• **Material de entrada**
###

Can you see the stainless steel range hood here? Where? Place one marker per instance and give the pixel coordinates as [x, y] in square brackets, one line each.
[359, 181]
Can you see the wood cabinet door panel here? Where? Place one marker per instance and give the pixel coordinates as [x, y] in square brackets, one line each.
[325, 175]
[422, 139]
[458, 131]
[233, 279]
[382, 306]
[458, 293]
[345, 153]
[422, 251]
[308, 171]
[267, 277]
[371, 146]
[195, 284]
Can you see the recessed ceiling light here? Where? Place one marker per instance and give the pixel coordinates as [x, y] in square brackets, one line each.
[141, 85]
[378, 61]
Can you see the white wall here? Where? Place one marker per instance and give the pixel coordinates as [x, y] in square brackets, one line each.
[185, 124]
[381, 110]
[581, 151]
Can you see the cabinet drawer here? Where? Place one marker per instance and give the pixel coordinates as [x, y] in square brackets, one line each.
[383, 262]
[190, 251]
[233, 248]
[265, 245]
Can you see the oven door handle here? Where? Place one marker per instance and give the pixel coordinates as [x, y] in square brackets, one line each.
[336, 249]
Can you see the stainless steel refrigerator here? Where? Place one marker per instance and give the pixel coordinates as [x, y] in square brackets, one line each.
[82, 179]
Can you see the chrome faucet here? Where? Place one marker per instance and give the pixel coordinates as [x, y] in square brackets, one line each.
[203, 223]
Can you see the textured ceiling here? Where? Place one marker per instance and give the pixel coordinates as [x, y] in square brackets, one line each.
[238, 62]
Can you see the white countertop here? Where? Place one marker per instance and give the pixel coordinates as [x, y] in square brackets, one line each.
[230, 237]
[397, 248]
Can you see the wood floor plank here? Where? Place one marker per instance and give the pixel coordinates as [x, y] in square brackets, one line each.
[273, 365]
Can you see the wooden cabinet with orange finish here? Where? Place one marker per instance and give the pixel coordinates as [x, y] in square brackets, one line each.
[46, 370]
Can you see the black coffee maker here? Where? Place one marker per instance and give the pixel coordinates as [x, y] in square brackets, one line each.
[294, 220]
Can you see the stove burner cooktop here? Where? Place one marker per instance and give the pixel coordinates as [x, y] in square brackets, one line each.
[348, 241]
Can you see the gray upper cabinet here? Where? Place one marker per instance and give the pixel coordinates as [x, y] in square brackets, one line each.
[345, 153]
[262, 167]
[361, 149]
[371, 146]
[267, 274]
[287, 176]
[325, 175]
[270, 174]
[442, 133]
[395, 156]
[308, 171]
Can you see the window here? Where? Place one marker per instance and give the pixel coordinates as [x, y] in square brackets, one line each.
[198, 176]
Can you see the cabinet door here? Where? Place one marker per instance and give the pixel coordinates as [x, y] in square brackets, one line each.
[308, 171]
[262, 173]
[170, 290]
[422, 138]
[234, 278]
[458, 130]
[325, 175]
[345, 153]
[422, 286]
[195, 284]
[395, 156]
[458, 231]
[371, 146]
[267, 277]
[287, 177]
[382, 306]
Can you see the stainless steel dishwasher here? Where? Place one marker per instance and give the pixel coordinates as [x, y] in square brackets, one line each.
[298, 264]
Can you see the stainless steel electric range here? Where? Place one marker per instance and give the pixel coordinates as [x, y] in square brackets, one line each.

###

• **Instruções da tarefa**
Pode reproduzir todas as linhas do material acima, do início ao fim, sem mudar nada?

• **Resultado da tarefa**
Can you see the stainless steel range hood here? Where? Place one marker per instance and give the pixel coordinates as [x, y] in square brackets, one line each.
[359, 181]
Can you see the wood cabinet door panel here? Where? Place one marker per instance and give the pixel coordinates as [x, y] in square brackets, one line each.
[325, 175]
[422, 139]
[458, 131]
[233, 279]
[382, 306]
[458, 293]
[345, 153]
[422, 251]
[308, 171]
[267, 277]
[371, 146]
[195, 284]
Can you see the recessed ceiling light here? Where? Place one marker per instance and give the pixel coordinates as [x, y] in square brackets, one line each.
[141, 85]
[378, 61]
Can you see the white wall here? Where? Place one marker per instance and give the pixel coordinates as [x, y] in square brackets, one line each.
[185, 124]
[381, 110]
[581, 151]
Can you see the cabinet drawer here? Where? Place one marker per instance and give the pixel coordinates as [x, y] in square brackets, one line each.
[383, 262]
[190, 251]
[233, 248]
[265, 245]
Can you see the oven door handle here? Where? Place one marker per instance and give the pixel coordinates as [x, y] in square brackets, one line each.
[336, 249]
Can you see the stainless steel refrigerator here? Where? Place one marker per instance and give the pixel coordinates as [x, y] in square brackets, one line each.
[82, 179]
Can you see the chrome faucet here? Where? Place one marker per instance and give the pixel coordinates as [x, y] in square brackets, one line each.
[203, 223]
Can you see the textured ceiling here? Where? Place one marker per instance and give the pixel coordinates as [x, y] in square brackets, one line each.
[238, 62]
Can you see the white countertop here? Where? Place one marker per instance and give the pixel coordinates as [x, y] in square brackets, one line each.
[230, 237]
[397, 248]
Can you see the wood floor plank here? Where? Place one marker per instance and give the pixel coordinates as [x, y] in square brackets, one line each.
[273, 365]
Can you see the wooden cabinet with orange finish here? Where? Place one marker per instance and give the pixel coordinates as [x, y] in square brackets, one line each.
[46, 370]
Can you see the black coffee maker here? Where? Place one marker per instance and give the pixel coordinates as [x, y] in square brackets, one line each.
[294, 220]
Can you see the stove burner cooktop here? Where? Place one marker per instance and give the pixel coordinates as [x, y] in square brackets, one line each.
[348, 241]
Can you see the gray upper cabinet here? Where? Place one marker per instance and give the pixel coordinates as [x, y] in square brackets, one line each.
[345, 153]
[262, 167]
[361, 149]
[371, 146]
[267, 274]
[287, 176]
[325, 175]
[270, 174]
[442, 133]
[395, 156]
[308, 171]
Can you see the window here? Where? Place one marker per instance and give the pixel coordinates as [x, y] in square brackets, one line each.
[198, 176]
Can you see the cabinet door here? Where? Place one marker per instance and give the pixel coordinates as [x, y] in square brackets, one line each.
[308, 171]
[262, 173]
[170, 290]
[422, 138]
[234, 278]
[458, 130]
[325, 175]
[345, 153]
[422, 286]
[195, 284]
[395, 156]
[458, 231]
[371, 146]
[267, 277]
[287, 177]
[382, 306]
Can you see the stainless steel dishwasher here? Where? Place one marker per instance and give the pixel coordinates as [x, y] in square brackets, one line each.
[298, 264]
Can you see the stainless steel electric range here? Where? Place one marker per instance and give the pixel coordinates as [x, y] in square brackets, one line each.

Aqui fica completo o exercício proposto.